Objetivo do exercício:
Por favor, diga se cada afirmação concorda com o artigo sobre Sakineh, respondendo sim ou não e citando literalmente as palavras do artigo que decidem: 1. Sakineh foi condenada à morte por apedrejamento por causa de adultério. 2. O artigo afirma que a morte por apedrejamento é rápida, como numa cadeira elétrica. 3. Ramim Jahanbegloo é apresentado como filósofo iraniano.

Trecho selecionado:
* * * * * * *

Luiz Flávio Gomes

Assassinato de Sakineh no Irã: sangria aberrante

Quando você (caro leitor) estiver lendo esse artigo é bem provável que a iraniana Sakineh Ashtiani já não seja mais uma das inquilinas deste planeta chamado Terra. Sua vida já terá sido (brutal, atroz e teocraticamente) ceifada. O ser humano, ao longo da sua história (de cerca de 7 milhões de anos), experimentou progressos civilizatórios extraordinários, mas ainda tem muito que evoluir. Por adultério Sakineh foi condenada (no Irã) à pena de morte, por apedrejamento. Que coisa mais pré-histórica! Indagada por que foi condenada à morte ela disse: – “A resposta é bem simples: É por eu ser uma mulher, é por eles acharem que podem fazer o que quiserem com as mulheres, nesse país”.

Quanto atraso e quanta crueldade! Quanta dor distribuída intencional, irracional e desnecessariamente. A que ponto chega o fundamentalismo religioso, para quem “os indivíduos devem pertencer a um grupo religioso e sua vida cotidiana deve reger-se pelas tradições normativas desse grupo, que se julga possuidor da verdade divina, do “caminho acertado’, da validez absoluta dos seus dogmas e dos seus princípios” (Ramim Jahanbegloo, filósofo iraniano).

Você já parou para pensar sobre o que é morrer por apedrejamento? Pare um minuto! É uma das mortes mais horríveis de toda a história das penas crueis e desumanas. Uma a uma as pedras vão atingindo a parte superior do corpo da vítima (no caso das mulheres, dos seios para cima). O corpo vai sendo dilacerado aos poucos, até perecer. São incontáveis os traumatismos cranianos. Não menos intensa é a hemorragia. Não se trata de uma morte rápida (como numa cadeira elétrica). Não existe piedade, ao contrário, só crueldade. E o pior é saber que se trata de um castigo deliberado, imposto por um Estado machista, anacrônico e obscurantista.

* * * * * * *

Informações extraídas:
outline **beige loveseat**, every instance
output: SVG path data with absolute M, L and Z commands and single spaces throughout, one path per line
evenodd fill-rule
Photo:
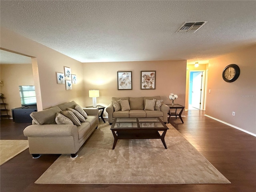
M 64 117 L 60 114 L 68 112 L 68 110 L 70 111 L 70 109 L 75 108 L 76 109 L 75 112 L 68 114 L 73 115 L 80 111 L 81 114 L 87 116 L 84 119 L 85 122 L 80 122 L 81 125 L 70 124 L 72 122 L 69 120 L 72 119 L 71 117 L 60 122 Z M 61 116 L 62 118 L 56 120 L 56 114 Z M 79 114 L 76 114 L 78 115 Z M 26 127 L 23 132 L 28 137 L 29 152 L 34 158 L 40 157 L 40 154 L 70 154 L 71 157 L 76 157 L 76 152 L 99 124 L 98 109 L 82 109 L 74 101 L 42 111 L 33 112 L 30 116 L 33 119 L 32 124 Z M 56 121 L 59 124 L 57 124 Z M 79 124 L 78 122 L 75 122 L 76 124 Z
M 152 109 L 150 110 L 146 110 L 147 109 L 144 110 L 146 105 L 146 100 L 151 100 L 154 99 L 156 101 L 154 110 L 152 110 Z M 120 102 L 120 100 L 128 100 L 130 110 L 122 110 L 122 107 L 118 109 L 118 104 L 120 105 L 119 104 Z M 116 118 L 160 117 L 164 123 L 166 123 L 168 122 L 167 113 L 170 108 L 162 102 L 163 100 L 161 100 L 160 96 L 112 97 L 111 103 L 106 108 L 106 111 L 108 114 L 108 122 L 111 125 Z M 117 106 L 117 108 L 115 110 L 114 106 L 116 105 Z

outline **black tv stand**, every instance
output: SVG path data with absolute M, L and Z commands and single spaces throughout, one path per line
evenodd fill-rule
M 35 111 L 37 111 L 36 107 L 27 106 L 12 109 L 12 120 L 16 123 L 32 122 L 29 115 Z

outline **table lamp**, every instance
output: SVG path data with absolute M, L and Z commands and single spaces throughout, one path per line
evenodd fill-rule
M 89 90 L 89 97 L 92 98 L 92 106 L 96 107 L 97 106 L 96 97 L 100 96 L 100 91 L 98 90 Z

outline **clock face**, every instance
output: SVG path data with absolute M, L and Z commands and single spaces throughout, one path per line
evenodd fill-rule
M 230 83 L 237 79 L 240 74 L 239 67 L 235 64 L 227 66 L 222 72 L 222 78 L 225 81 Z
M 224 76 L 228 80 L 232 79 L 235 74 L 236 70 L 232 67 L 228 67 L 224 71 Z

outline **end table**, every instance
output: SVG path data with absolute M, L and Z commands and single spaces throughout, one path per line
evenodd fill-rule
M 176 117 L 176 118 L 177 118 L 177 116 L 178 116 L 180 120 L 181 120 L 181 122 L 182 123 L 184 123 L 183 122 L 183 120 L 182 120 L 182 118 L 181 118 L 181 114 L 182 113 L 182 111 L 184 110 L 184 108 L 185 107 L 184 106 L 182 106 L 181 105 L 179 104 L 174 104 L 173 105 L 172 105 L 172 104 L 166 104 L 170 109 L 175 109 L 175 113 L 171 113 L 170 110 L 169 110 L 169 112 L 168 113 L 168 114 L 169 115 L 169 120 L 168 121 L 168 122 L 170 123 L 170 120 L 171 118 L 171 116 L 175 116 Z M 180 111 L 180 112 L 178 114 L 177 113 L 177 109 L 181 109 Z
M 88 106 L 87 107 L 85 107 L 86 108 L 97 108 L 99 110 L 102 110 L 101 111 L 101 113 L 100 115 L 99 115 L 99 119 L 100 119 L 100 117 L 101 118 L 101 119 L 102 120 L 103 122 L 106 123 L 105 120 L 104 120 L 104 118 L 103 118 L 103 112 L 104 112 L 104 109 L 106 108 L 105 107 L 102 106 L 101 105 L 97 105 L 96 107 L 93 107 L 92 106 Z

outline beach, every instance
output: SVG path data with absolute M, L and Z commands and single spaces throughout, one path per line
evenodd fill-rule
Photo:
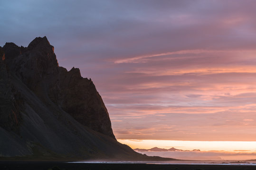
M 157 164 L 146 163 L 68 163 L 51 162 L 1 162 L 0 170 L 255 170 L 255 165 L 220 164 Z

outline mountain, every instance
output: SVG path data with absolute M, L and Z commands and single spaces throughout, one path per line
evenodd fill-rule
M 171 147 L 169 149 L 163 149 L 163 148 L 159 148 L 157 147 L 155 147 L 151 149 L 139 149 L 136 148 L 133 149 L 135 151 L 137 152 L 147 152 L 147 151 L 158 151 L 158 152 L 165 152 L 165 151 L 191 151 L 189 150 L 183 150 L 181 149 L 178 149 L 174 147 Z M 194 149 L 192 151 L 200 151 L 199 149 Z
M 0 47 L 0 159 L 162 160 L 116 141 L 92 81 L 59 67 L 46 37 Z

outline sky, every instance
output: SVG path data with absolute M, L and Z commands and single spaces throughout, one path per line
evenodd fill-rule
M 47 36 L 60 66 L 92 78 L 118 139 L 255 141 L 256 6 L 2 0 L 0 46 Z

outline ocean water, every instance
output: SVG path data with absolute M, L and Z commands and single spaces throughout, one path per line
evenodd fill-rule
M 256 161 L 81 161 L 68 163 L 145 163 L 154 164 L 223 165 L 256 166 Z

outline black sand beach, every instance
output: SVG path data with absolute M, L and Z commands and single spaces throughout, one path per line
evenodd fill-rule
M 65 162 L 1 162 L 2 170 L 256 170 L 253 165 L 151 164 L 142 163 L 66 163 Z

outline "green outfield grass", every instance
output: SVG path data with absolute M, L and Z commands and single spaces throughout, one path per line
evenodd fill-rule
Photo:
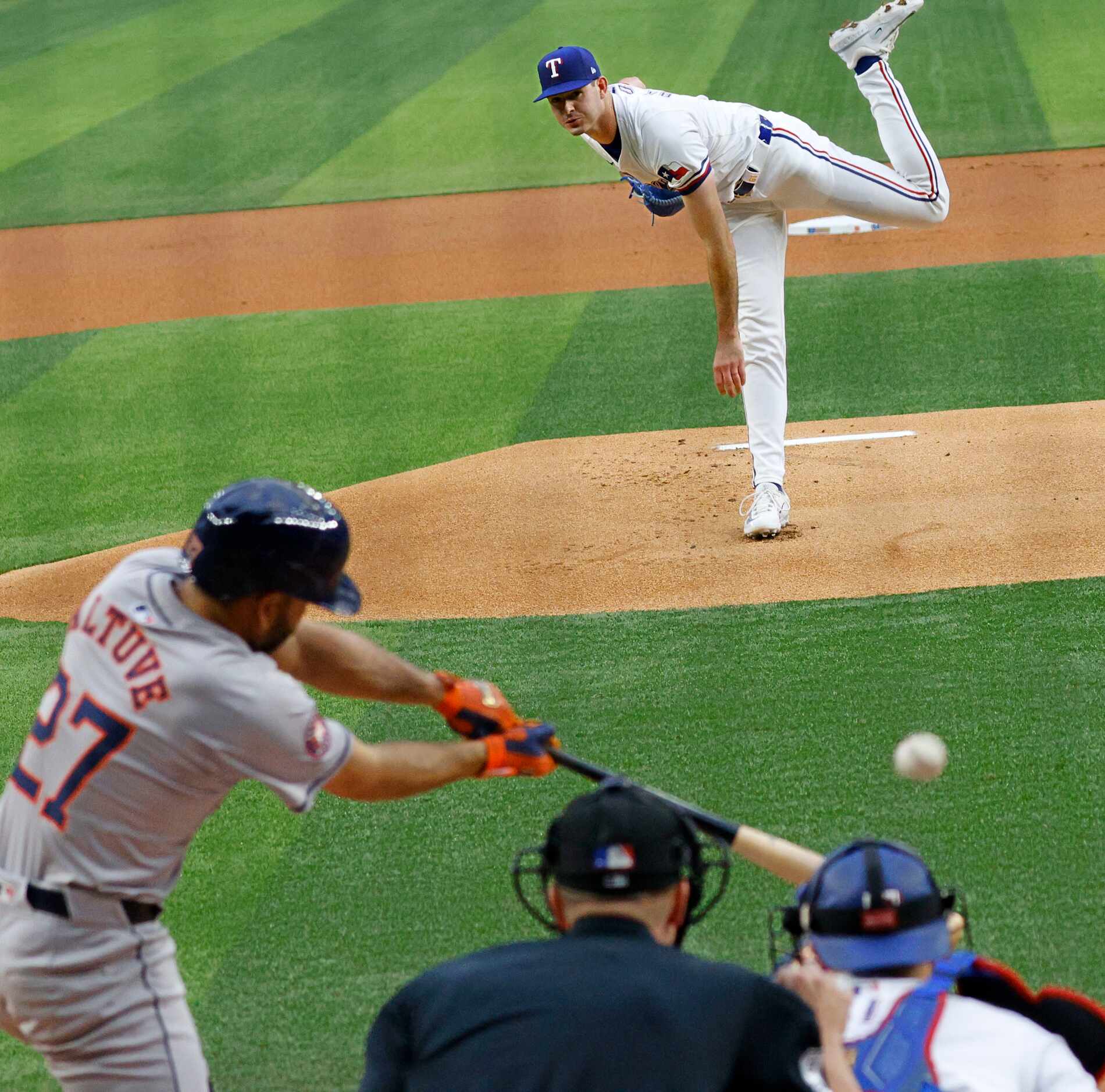
M 608 74 L 804 117 L 882 151 L 825 46 L 866 13 L 711 0 L 50 0 L 0 7 L 0 228 L 606 180 L 533 105 L 586 38 Z M 1105 140 L 1088 0 L 934 2 L 895 71 L 943 156 Z
M 970 895 L 976 941 L 1034 984 L 1102 996 L 1087 948 L 1105 836 L 1105 580 L 738 609 L 358 627 L 425 664 L 490 673 L 567 746 L 813 848 L 908 840 Z M 11 763 L 60 624 L 0 623 Z M 327 699 L 366 739 L 441 738 L 421 710 Z M 895 778 L 903 734 L 951 763 Z M 349 1088 L 376 1008 L 425 966 L 538 935 L 507 868 L 586 784 L 464 784 L 295 817 L 257 786 L 203 828 L 167 921 L 223 1089 Z M 786 886 L 745 864 L 688 947 L 762 969 Z M 1043 928 L 1045 922 L 1062 923 Z M 0 1085 L 41 1072 L 0 1039 Z M 25 1083 L 24 1083 L 25 1082 Z
M 792 280 L 790 419 L 1105 398 L 1102 267 Z M 518 440 L 743 423 L 713 332 L 695 285 L 0 344 L 0 571 L 185 527 L 239 476 L 328 490 Z

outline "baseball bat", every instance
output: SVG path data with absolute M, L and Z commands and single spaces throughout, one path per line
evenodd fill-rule
M 560 747 L 550 747 L 549 755 L 558 766 L 564 766 L 565 769 L 581 774 L 592 781 L 603 781 L 608 777 L 622 776 L 603 766 L 588 762 L 586 758 L 579 758 L 576 755 L 569 754 Z M 624 779 L 629 784 L 635 785 L 638 788 L 644 789 L 645 792 L 650 792 L 652 796 L 670 804 L 677 811 L 685 815 L 699 830 L 705 831 L 707 834 L 713 834 L 715 838 L 724 839 L 729 843 L 734 853 L 786 880 L 787 883 L 794 884 L 796 886 L 800 883 L 806 883 L 817 872 L 824 860 L 820 853 L 814 853 L 813 850 L 806 849 L 803 846 L 798 846 L 794 842 L 788 842 L 786 838 L 777 838 L 775 834 L 768 834 L 746 823 L 730 822 L 728 819 L 722 818 L 722 816 L 714 815 L 712 811 L 705 811 L 703 808 L 694 804 L 688 804 L 686 800 L 681 800 L 678 797 L 672 796 L 670 792 L 664 792 L 662 789 L 654 789 L 649 785 L 639 785 L 629 778 Z

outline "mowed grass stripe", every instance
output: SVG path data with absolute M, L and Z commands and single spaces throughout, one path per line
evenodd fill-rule
M 9 64 L 0 70 L 0 171 L 344 2 L 188 0 Z M 87 175 L 84 186 L 94 188 Z
M 1004 0 L 1056 147 L 1105 143 L 1105 21 L 1083 0 Z
M 1098 269 L 791 281 L 790 420 L 1103 398 Z M 704 285 L 105 330 L 0 403 L 0 571 L 188 526 L 239 476 L 334 489 L 522 440 L 744 423 L 713 353 Z
M 509 443 L 586 303 L 105 330 L 0 403 L 0 571 L 189 525 L 236 477 L 328 490 Z
M 610 78 L 639 73 L 656 86 L 705 85 L 751 0 L 695 4 L 667 33 L 663 0 L 614 0 L 588 13 L 579 42 L 570 0 L 546 0 L 293 186 L 282 204 L 607 181 L 603 160 L 570 137 L 545 103 L 538 59 L 567 40 L 589 46 Z M 432 162 L 428 149 L 433 149 Z
M 1084 0 L 1080 7 L 1088 10 Z M 829 49 L 830 31 L 869 11 L 852 0 L 813 0 L 782 24 L 779 6 L 758 0 L 707 94 L 794 114 L 850 151 L 884 161 L 871 108 Z M 891 62 L 937 155 L 1055 146 L 1002 0 L 926 7 L 902 28 Z M 1087 55 L 1073 67 L 1088 75 L 1097 65 Z M 1074 132 L 1097 126 L 1085 109 L 1071 111 L 1070 120 Z
M 0 175 L 0 224 L 272 204 L 528 3 L 486 0 L 481 19 L 445 0 L 325 7 Z M 387 156 L 365 176 L 400 177 Z
M 1086 861 L 1105 834 L 1103 624 L 1097 579 L 362 629 L 419 663 L 491 675 L 577 753 L 712 810 L 819 850 L 902 838 L 967 891 L 980 951 L 1035 985 L 1101 997 L 1105 960 L 1081 937 L 1096 905 Z M 0 624 L 6 762 L 62 630 Z M 448 737 L 425 710 L 323 706 L 370 741 Z M 950 748 L 934 785 L 891 769 L 894 743 L 919 729 Z M 587 787 L 561 773 L 368 807 L 324 798 L 299 819 L 264 790 L 235 790 L 167 915 L 217 1086 L 352 1086 L 368 1025 L 403 980 L 539 935 L 514 903 L 509 861 Z M 765 912 L 788 895 L 738 863 L 690 949 L 764 969 Z M 1042 927 L 1052 920 L 1066 927 Z M 0 1053 L 0 1074 L 6 1063 Z
M 178 2 L 179 0 L 7 0 L 0 3 L 0 69 Z
M 0 342 L 0 402 L 15 398 L 28 384 L 45 375 L 95 336 L 95 330 L 84 330 L 55 337 Z
M 515 439 L 743 424 L 713 386 L 712 300 L 596 293 Z M 1091 259 L 791 280 L 789 420 L 1102 398 L 1103 304 Z

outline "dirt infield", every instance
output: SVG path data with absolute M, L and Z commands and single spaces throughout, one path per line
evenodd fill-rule
M 747 452 L 715 450 L 743 431 L 734 429 L 540 440 L 330 495 L 352 528 L 361 618 L 714 607 L 1105 576 L 1105 483 L 1085 474 L 1099 461 L 1103 420 L 1105 402 L 1081 402 L 793 424 L 790 438 L 917 435 L 790 448 L 793 522 L 768 542 L 740 529 Z M 0 615 L 66 619 L 134 548 L 0 576 Z
M 945 166 L 947 223 L 794 239 L 788 275 L 1105 252 L 1105 204 L 1092 183 L 1105 148 Z M 1044 185 L 1046 201 L 1024 200 Z M 704 280 L 704 263 L 685 217 L 650 228 L 613 185 L 20 229 L 0 232 L 0 279 L 7 339 L 685 284 Z M 917 435 L 791 448 L 793 524 L 766 543 L 740 533 L 747 453 L 714 450 L 744 438 L 733 428 L 538 441 L 333 496 L 354 528 L 364 618 L 708 607 L 1101 576 L 1105 486 L 1085 468 L 1099 463 L 1103 411 L 1105 402 L 1086 402 L 791 424 L 790 438 Z M 0 575 L 0 616 L 67 618 L 134 548 Z
M 946 223 L 794 239 L 788 275 L 1105 252 L 1105 148 L 944 166 Z M 3 231 L 0 340 L 204 315 L 705 281 L 687 218 L 650 228 L 627 192 L 622 183 L 571 186 Z

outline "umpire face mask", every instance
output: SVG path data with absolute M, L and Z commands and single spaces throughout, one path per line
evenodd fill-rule
M 717 869 L 718 883 L 705 901 L 707 874 Z M 529 914 L 552 932 L 556 921 L 540 909 L 550 880 L 597 900 L 664 891 L 687 880 L 687 910 L 675 944 L 702 921 L 728 883 L 728 847 L 704 842 L 684 816 L 644 789 L 620 779 L 578 797 L 554 820 L 545 844 L 519 850 L 511 868 L 514 890 Z M 525 878 L 537 876 L 533 895 Z

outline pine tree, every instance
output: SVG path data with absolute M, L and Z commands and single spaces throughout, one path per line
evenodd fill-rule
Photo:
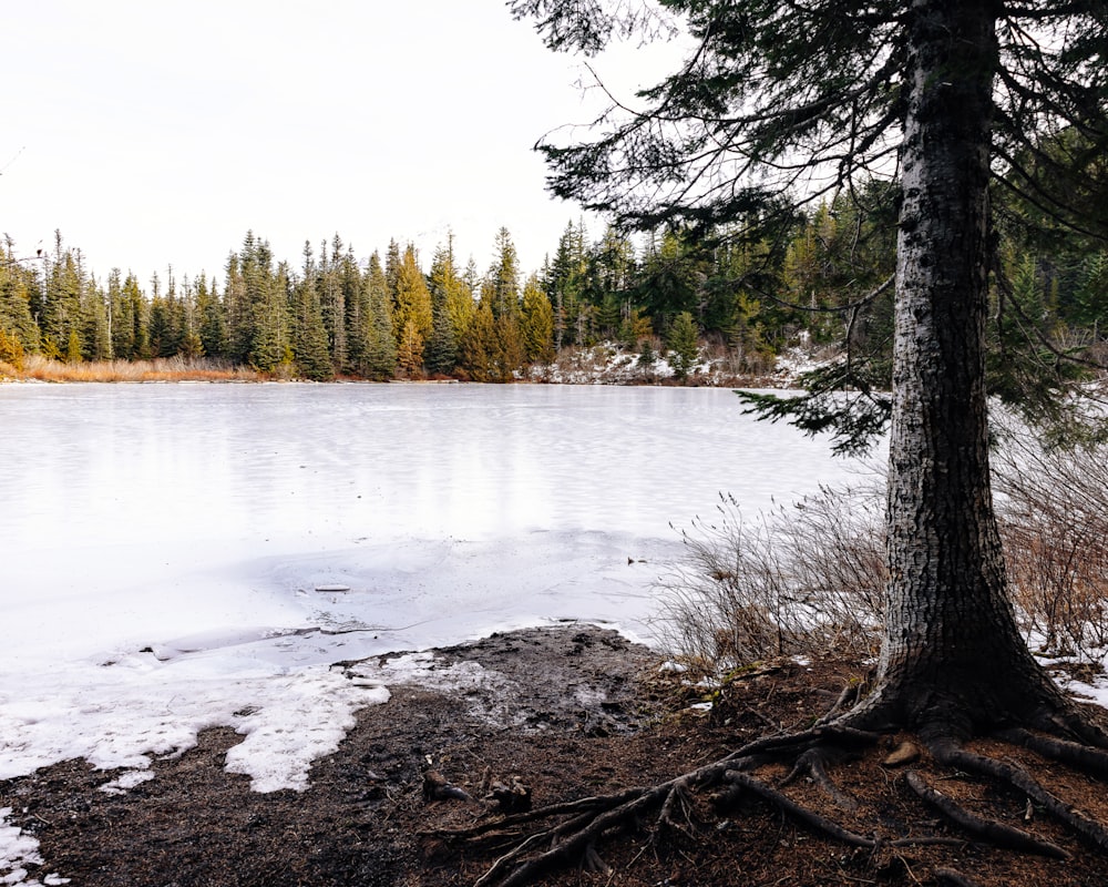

* * * * * * *

Resposta abaixo:
1. Sim: "Por adultério Sakineh foi condenada (no Irã) à pena de morte, por apedrejamento."
2. Não: "Não se trata de uma morte rápida (como numa cadeira elétrica)."
3. Sim: "(Ramim Jahanbegloo, filósofo iraniano)"